▶ _Extract_
################

- Tuesday, 11 August 2009
- Views: 8151
śrī śrī guru gaurāṅga jayataḥ!
Year-2, Issue 7
Posted: 11 August 2009
nitya-līlā praviṣṭa oṁ viṣṇupāda
Śrī Śrīmad Bhakti Prajñāna Keśava Gosvāmī Mahārāja
Inspired by and under the guidance of
Śrī Śrīmad Bhaktivedānta Nārāyaṇa Gosvāmī Mahārāja
How will we Attain Kṛṣṇa-prema?
by Śrīla Bhaktisiddhānta Sarasvatī Ṭhākura Prabhupāda
Question 1: How will we attain kṛṣṇa-prema?
Answer: The devotees of Bhagavān harbour the auspicious hope for the living beings to attain their eternal welfare and not just remain occupied with inauspicious matters. The only means to attain that eternal welfare is to accept shelter at the lotus feet of śrī gurudeva, who is very dear to Lord Kṛṣṇa (kṛṣṇa-preṣṭha). By taking shelter at the lotus feet of śrī gurudeva, who is non-different from Śrī Rūpa, one will attain the position of a servant of Nanda-nandana Śrī Kṛṣṇa. That śrī gurudeva must be served with determined conviction and love and one must hear about hari-bhajana from his lotus lips.

################

▶ _Material provided_
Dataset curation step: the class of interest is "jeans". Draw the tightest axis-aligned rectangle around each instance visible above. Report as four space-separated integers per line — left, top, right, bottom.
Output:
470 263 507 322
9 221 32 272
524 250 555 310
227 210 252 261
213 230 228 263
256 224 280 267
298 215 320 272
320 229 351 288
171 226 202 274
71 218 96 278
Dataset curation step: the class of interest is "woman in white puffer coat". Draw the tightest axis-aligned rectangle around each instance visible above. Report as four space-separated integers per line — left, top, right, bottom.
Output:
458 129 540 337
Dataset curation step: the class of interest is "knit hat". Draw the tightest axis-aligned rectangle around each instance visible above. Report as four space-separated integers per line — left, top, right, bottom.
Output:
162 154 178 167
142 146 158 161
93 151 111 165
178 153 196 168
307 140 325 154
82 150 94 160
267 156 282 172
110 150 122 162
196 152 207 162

################

▶ _Directions_
1. Answer these about the page on attaining kṛṣṇa-prema:
(a) On what date was it posted?
(b) Which year and issue number does it carry?
(c) What does it name as the only means to attain eternal welfare?
2. Go on with the piece on attaining kṛṣṇa-prema, starting after its last sentence.
The entries have no role here.

▶ _The answers_
1.
(a) 11 August 2009
(b) Year-2, Issue 7
(c) To accept shelter at the lotus feet of śrī gurudeva, who is very dear to Lord Kṛṣṇa (kṛṣṇa-preṣṭha)

2.
When the dust upon the lotus feet of Śrīla Gurudeva becomes our mainstay, we will be able to attain madhurya-seva to Śrī Kṛṣṇa, He who is the enchanter of the whole world (bhuvana-mohana). Hence we must always worship the lotus feet of Śrīla Gurudeva, without cessation.
Śrīla Gurudeva is transcendental (aprākṛta). He is not a transient entity of this world, merely a gross frame of flesh and blood. His form, like the form of Śrī Bhagavān, is composed of eternality, knowledge and bliss. Śrīla Gurudeva is nara-brahma – a transcendental human being – not nara, an ordinary, mortal man. Any service rendered to the transcendental beings guru and Gaurāṅga by those who consider them to be among the multitudes of this world, is simply pretentious since such people only serve them to fulfil their own selfish interests. Such service is not pure service; rather it simply reflects the mentality of a merchant, or padmā-nīti*.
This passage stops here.